- **Exercise prompt**
Rewrite these rows with "wet rock surface" changed to "damp stone surface" everywhere and nothing else altered. Leave the pictures out of your answer.

- **Material**
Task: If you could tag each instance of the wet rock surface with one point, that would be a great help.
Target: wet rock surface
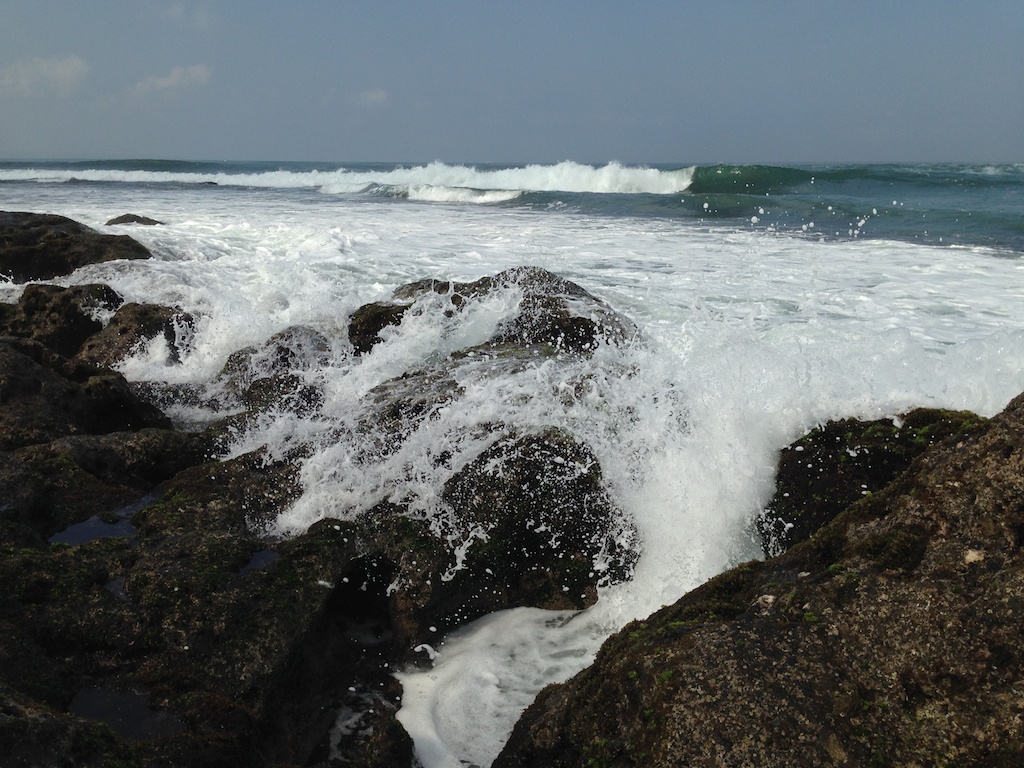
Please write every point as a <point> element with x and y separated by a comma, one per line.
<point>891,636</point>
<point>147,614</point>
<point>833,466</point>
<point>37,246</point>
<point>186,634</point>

- **Result of the task**
Task: If you could tag each instance of the damp stone surface with one point, that would be a great help.
Target: damp stone surface
Please write every point as a <point> element with x and y separated by a comma, one per line.
<point>891,636</point>
<point>147,614</point>
<point>833,466</point>
<point>37,246</point>
<point>186,634</point>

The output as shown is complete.